- _What this task involves_
Only the lines from the one that contains "Where can the baseball bat" through the end of the entries, both included, should be transcribed, exactly and without pictures.

(Collected data entries)
+ + + + + + +

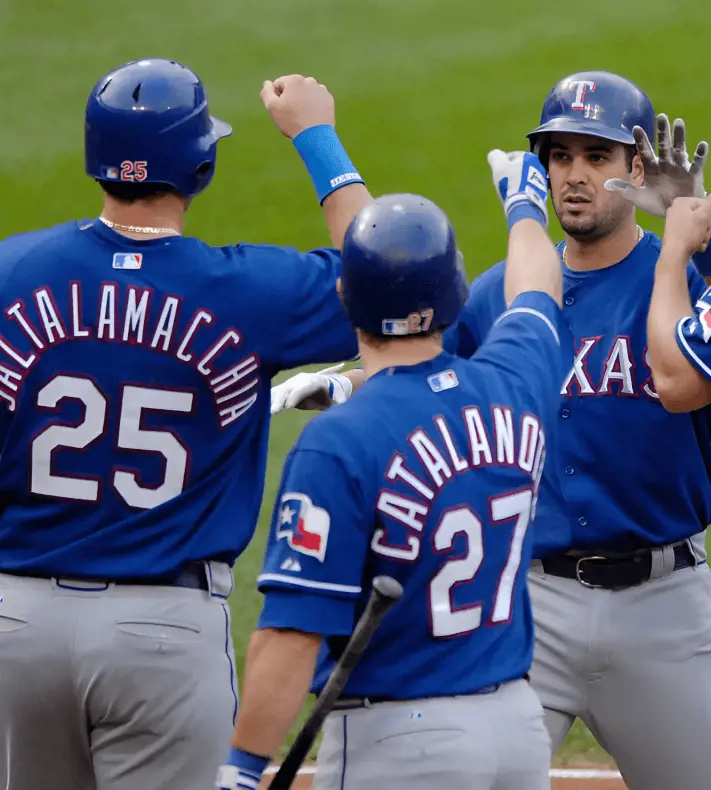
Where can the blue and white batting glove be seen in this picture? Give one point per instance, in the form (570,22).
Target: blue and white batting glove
(317,391)
(522,184)
(243,771)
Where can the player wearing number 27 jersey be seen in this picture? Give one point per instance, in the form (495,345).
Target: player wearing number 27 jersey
(430,475)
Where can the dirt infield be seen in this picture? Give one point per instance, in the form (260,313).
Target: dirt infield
(570,778)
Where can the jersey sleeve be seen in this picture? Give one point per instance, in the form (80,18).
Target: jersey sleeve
(527,347)
(317,545)
(485,302)
(697,284)
(305,319)
(693,336)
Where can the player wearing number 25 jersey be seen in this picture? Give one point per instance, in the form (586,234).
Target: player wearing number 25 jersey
(134,414)
(430,475)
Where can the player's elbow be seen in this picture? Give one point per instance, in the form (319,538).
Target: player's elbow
(682,392)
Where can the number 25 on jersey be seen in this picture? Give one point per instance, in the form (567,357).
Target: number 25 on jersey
(133,402)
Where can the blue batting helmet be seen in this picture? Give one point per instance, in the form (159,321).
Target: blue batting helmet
(148,121)
(402,272)
(596,103)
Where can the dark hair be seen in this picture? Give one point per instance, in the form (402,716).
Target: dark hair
(131,191)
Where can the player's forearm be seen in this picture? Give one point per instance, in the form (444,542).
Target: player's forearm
(340,207)
(679,385)
(532,263)
(279,669)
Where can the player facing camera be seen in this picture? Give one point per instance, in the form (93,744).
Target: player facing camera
(403,279)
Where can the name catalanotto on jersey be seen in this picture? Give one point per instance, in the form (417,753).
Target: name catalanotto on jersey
(499,445)
(132,318)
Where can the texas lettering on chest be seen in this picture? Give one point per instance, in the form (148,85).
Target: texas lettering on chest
(501,439)
(130,315)
(619,373)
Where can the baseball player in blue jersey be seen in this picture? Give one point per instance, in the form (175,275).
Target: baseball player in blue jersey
(135,366)
(620,588)
(430,474)
(679,335)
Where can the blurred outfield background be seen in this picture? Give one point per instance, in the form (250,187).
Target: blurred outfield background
(423,88)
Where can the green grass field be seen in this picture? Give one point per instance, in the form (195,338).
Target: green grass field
(424,88)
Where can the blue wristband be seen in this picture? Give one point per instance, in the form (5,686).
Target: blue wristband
(326,160)
(249,763)
(702,261)
(524,209)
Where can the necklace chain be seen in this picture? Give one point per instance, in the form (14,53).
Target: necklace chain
(640,233)
(139,228)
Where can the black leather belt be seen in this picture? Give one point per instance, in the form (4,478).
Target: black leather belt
(351,703)
(613,572)
(192,576)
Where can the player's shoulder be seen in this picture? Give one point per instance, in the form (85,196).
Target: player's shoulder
(489,281)
(350,430)
(262,257)
(36,241)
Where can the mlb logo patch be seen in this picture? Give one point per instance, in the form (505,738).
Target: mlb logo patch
(304,525)
(128,260)
(446,380)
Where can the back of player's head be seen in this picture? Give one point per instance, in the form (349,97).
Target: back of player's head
(148,123)
(595,103)
(402,272)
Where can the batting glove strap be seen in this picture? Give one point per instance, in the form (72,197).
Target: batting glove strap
(340,388)
(243,771)
(522,184)
(326,160)
(519,208)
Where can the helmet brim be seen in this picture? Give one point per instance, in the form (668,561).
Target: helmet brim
(591,128)
(220,128)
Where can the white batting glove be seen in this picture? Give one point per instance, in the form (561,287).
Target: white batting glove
(315,391)
(229,777)
(522,184)
(669,176)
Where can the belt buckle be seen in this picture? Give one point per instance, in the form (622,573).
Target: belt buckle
(579,571)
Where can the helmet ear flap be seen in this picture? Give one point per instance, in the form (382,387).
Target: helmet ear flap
(203,175)
(541,147)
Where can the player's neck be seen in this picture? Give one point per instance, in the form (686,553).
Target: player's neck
(162,216)
(395,353)
(581,256)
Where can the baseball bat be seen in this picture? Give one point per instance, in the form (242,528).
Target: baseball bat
(386,592)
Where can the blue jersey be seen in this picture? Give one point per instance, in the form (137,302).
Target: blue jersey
(428,474)
(693,335)
(135,383)
(623,472)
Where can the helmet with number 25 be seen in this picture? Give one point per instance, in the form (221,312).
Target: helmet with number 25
(148,121)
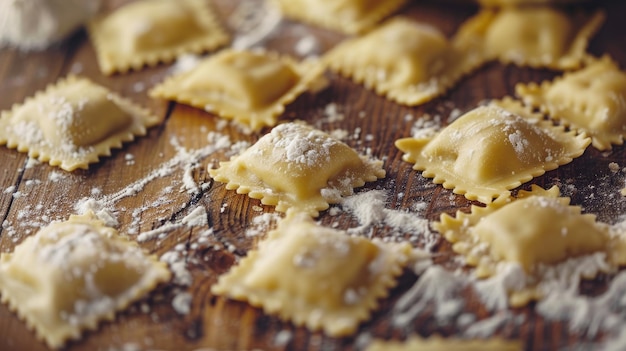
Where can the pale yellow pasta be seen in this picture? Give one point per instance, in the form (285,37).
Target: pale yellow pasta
(437,343)
(252,88)
(71,275)
(348,16)
(591,100)
(537,229)
(536,36)
(297,167)
(72,123)
(318,277)
(404,60)
(490,150)
(147,32)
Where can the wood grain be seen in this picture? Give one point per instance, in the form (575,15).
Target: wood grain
(219,324)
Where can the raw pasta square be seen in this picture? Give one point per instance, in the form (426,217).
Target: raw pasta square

+ + + + + + +

- _Exercise output_
Where can the baseball bat be seen in this picture? Give one point per instance, in the form (242,528).
Target: baseball bat
(386,592)
Where can the blue jersey be seen in this picture? Give one point per instance, in the form (137,302).
Target: blue jersey
(428,474)
(693,335)
(135,383)
(623,472)
Where can the helmet with number 25 be seen in this picture? Give one point per instance, in the form (221,312).
Target: helmet with number 25
(148,121)
Where can the pale yellow pasta be seen in this picture? Give one point per instance, in the form (285,37).
Target: pale yellow pasta
(437,343)
(252,88)
(71,275)
(348,16)
(591,100)
(537,229)
(536,36)
(297,167)
(72,123)
(318,277)
(404,60)
(490,150)
(147,32)
Where can the wood grain be seen in this picture? Give one point per instance, in the form (575,15).
Target: wood grain
(219,324)
Where can the raw pasta square be seen in this picture? Give one point per instance, in the form (426,217).
Target: raw pasta square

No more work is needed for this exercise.